Extracted data entries:
*** Begin section ***
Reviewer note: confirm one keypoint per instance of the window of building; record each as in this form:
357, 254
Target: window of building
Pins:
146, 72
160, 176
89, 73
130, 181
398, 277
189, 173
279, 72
*** End section ***
▶ _Work order_:
If a line in the records above holds the string "window", copy it.

▶ _Response area_:
Reviewer note: confirm one keypoint per instance of the window of building; record each as in this form:
Target: window of building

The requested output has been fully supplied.